# Exercise instructions
Rewrite the stretch of the material from the line containing "Mark one point per instance of the truck" through the end of the material, replacing "steel" with "metal" and leaving everything else unchanged.

┏━━

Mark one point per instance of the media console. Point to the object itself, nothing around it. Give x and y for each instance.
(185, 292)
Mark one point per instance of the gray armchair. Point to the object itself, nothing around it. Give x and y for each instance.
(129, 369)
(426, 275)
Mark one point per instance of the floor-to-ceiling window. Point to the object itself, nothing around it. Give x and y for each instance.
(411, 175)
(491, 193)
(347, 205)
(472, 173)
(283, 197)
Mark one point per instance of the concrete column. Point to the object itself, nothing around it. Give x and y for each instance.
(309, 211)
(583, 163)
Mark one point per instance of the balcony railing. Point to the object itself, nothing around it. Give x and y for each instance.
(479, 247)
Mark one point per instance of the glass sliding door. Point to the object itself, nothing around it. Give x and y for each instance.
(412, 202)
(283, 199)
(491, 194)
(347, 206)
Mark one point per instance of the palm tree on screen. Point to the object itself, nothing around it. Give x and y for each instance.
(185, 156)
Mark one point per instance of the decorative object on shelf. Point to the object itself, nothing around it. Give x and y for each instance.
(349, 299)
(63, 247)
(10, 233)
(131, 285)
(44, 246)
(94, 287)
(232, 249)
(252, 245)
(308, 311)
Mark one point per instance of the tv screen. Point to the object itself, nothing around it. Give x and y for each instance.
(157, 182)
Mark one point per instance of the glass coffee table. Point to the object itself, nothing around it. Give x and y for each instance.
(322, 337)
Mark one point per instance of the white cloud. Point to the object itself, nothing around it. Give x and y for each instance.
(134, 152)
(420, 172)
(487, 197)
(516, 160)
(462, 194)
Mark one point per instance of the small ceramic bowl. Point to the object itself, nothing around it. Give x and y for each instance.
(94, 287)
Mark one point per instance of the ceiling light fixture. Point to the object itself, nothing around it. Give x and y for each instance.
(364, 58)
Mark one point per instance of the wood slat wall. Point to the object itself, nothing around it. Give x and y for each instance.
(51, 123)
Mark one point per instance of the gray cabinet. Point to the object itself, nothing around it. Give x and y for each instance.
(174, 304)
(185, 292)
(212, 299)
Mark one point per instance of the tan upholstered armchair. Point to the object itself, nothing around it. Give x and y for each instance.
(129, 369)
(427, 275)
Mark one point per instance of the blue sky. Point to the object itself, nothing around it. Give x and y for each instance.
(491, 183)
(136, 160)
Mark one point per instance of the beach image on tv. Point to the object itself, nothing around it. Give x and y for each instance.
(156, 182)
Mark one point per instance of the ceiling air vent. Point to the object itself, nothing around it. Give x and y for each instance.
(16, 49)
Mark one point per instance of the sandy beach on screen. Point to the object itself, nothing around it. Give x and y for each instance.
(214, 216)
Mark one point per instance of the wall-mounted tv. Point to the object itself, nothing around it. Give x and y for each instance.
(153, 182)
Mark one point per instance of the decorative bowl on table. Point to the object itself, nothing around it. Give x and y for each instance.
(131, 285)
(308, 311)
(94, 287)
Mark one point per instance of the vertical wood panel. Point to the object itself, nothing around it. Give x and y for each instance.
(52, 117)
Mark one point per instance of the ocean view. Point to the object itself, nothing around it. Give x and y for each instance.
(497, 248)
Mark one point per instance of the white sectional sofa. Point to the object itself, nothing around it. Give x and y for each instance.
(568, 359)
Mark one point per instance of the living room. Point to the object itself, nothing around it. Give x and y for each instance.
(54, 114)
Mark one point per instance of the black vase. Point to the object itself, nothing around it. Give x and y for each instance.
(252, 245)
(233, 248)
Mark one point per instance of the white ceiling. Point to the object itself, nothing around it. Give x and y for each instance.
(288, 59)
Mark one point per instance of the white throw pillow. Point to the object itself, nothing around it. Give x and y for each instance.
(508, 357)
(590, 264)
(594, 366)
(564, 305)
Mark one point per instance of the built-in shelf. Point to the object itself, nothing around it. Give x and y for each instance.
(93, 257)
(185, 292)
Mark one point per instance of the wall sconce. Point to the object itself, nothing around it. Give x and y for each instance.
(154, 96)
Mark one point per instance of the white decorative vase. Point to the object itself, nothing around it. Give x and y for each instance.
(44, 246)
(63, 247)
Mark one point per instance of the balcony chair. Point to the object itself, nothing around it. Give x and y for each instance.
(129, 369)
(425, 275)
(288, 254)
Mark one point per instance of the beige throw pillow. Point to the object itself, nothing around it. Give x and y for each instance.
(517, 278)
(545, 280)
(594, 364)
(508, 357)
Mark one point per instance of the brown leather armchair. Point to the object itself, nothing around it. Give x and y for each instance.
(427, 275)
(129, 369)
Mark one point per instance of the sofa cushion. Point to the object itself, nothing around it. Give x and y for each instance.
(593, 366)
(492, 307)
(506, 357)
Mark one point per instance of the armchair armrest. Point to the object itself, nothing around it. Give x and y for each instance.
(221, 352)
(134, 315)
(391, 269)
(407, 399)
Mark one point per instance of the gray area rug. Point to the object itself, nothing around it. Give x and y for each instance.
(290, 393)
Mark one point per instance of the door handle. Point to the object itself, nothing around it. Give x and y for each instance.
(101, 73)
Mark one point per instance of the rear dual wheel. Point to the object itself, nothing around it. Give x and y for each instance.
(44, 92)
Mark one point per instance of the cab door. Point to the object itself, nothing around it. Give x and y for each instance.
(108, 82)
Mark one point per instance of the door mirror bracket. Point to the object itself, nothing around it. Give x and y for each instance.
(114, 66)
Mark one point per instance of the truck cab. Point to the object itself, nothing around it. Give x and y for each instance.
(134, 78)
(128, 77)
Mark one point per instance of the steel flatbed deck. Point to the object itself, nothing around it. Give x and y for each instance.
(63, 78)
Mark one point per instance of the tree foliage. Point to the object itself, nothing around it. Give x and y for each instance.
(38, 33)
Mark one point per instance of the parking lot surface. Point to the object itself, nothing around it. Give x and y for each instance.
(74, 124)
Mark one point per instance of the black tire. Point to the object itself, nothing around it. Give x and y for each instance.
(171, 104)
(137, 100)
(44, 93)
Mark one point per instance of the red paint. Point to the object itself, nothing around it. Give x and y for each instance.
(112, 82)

┗━━

# Problem solution
Mark one point per instance of the truck cab. Point to the object itself, nothing around it. Give x and y for each instance.
(134, 78)
(128, 77)
Mark one point per instance of the metal flatbed deck. Point to the object itself, nothing around it. Give x and y for each instance.
(63, 78)
Mark one point per instance of the tree foliage. Point to the object itself, nothing around it. Give x and y for each instance.
(38, 33)
Mark one point per instance of the parking lot surface. Point to the object itself, nothing around it. Give x and y for each instance.
(74, 124)
Mark one point per instance of the black tire. Point to the object itself, nothing around it. Give x and y for each instance.
(171, 104)
(137, 100)
(44, 93)
Mark one point per instance of the red paint. Point to the object itself, nothing around it. Give x and y for each instance.
(112, 82)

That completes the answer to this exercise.